I believe that Augustine’s point was not to undo the law of God. He was no early antinomian. He knew only too well the destructive fruit that flows from pursuing the desires of the flesh. His goal instead, I believe, was to help us see that as we grow in grace, we grow in law. His aim was to show that our obedience to the law of God isn’t supposed to be either a drudgery imposed on us from above or a joyful burden that we take on, a sacrifice we happily offer up to God to show our appreciation for His work in redeeming us. Instead, he wanted to show that as we love God more, as we behold more and more of His beauty, we see and delight in the beauty of His law. It’s not that as we love God our pleasure is to do our duty, but that our pleasure is to do our pleasure, which is His law.

Task set:
**A)** Summarize the passage on Augustine and God's law in two sentences.
**B)** Extend the passage on Augustine and God's law with a paragraph that picks up right after its final sentence.

Listed records:

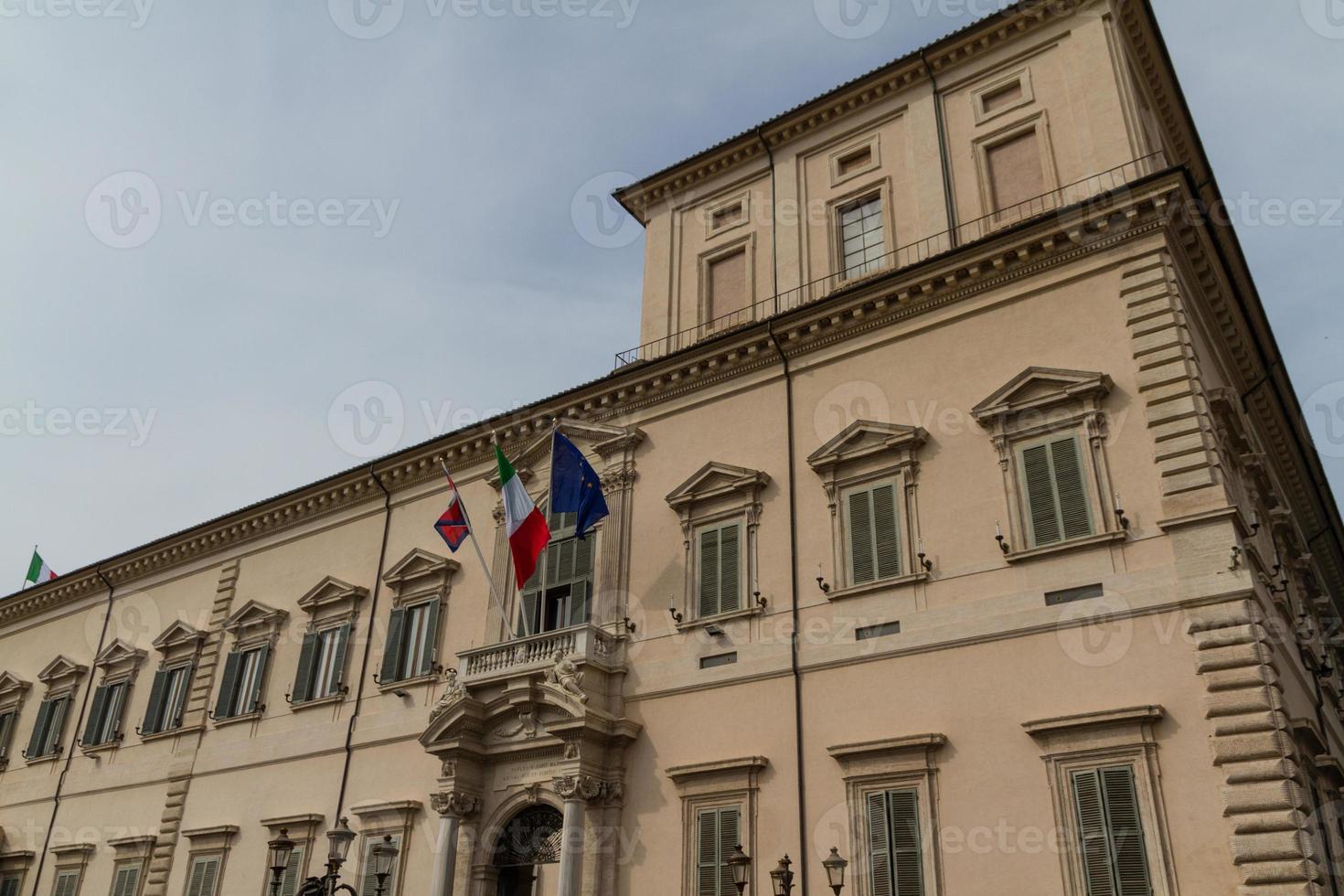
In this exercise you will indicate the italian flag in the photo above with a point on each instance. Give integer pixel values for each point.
(39, 571)
(527, 529)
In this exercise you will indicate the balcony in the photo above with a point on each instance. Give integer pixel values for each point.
(583, 645)
(1040, 208)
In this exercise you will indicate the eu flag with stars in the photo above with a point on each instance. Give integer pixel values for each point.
(575, 486)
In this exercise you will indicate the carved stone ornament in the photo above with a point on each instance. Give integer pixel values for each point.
(454, 804)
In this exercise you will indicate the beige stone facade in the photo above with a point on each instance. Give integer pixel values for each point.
(867, 581)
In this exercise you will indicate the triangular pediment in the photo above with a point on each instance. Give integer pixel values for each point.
(11, 686)
(176, 635)
(420, 564)
(1041, 387)
(331, 590)
(119, 653)
(60, 667)
(254, 614)
(864, 438)
(717, 480)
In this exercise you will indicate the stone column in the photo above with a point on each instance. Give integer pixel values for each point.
(452, 809)
(575, 790)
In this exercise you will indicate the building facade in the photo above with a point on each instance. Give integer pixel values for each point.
(963, 521)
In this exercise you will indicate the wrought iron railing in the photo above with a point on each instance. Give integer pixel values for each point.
(1050, 203)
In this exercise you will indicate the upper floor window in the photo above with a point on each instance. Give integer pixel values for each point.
(862, 240)
(332, 606)
(560, 592)
(1050, 432)
(420, 586)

Outputs in order:
**A)** Augustine was no antinomian trying to undo the law of God; his point was that as we grow in grace, we grow in law. As we love God more and behold more of His beauty, we delight in the beauty of His law, so obeying it is neither a drudgery nor a joyful burden but our pleasure.

**B)**
Sounds wonderful doesn’t it? But there’s still the same problem—we don’t fully love God. We are pleased to do that which is anti-nomos, against His law. Last month I argued that we are all legalists, that we all, somewhere in the darkest corners of our hearts, cling to the notion that what we do pleases God. But it is also true that we are all antinomians. We all want to escape from the law of God. To do this we slice and dice our Bibles, trying to keep the law from us. We suggest that God Himself doesn’t care whether we keep His law. We show, once more, that we do not fully love God.

There is only one who loves God. He alone did as He pleased. And it pleased the Father to bruise Him for our iniquities—because He loves us. He has overcome our antinomianism such that we can and do, dressed in the righteousness of Christ, stand before Him, coram Deo. A day is coming when we will do as we please, and please Him. A day is coming when we will love Him, and His law.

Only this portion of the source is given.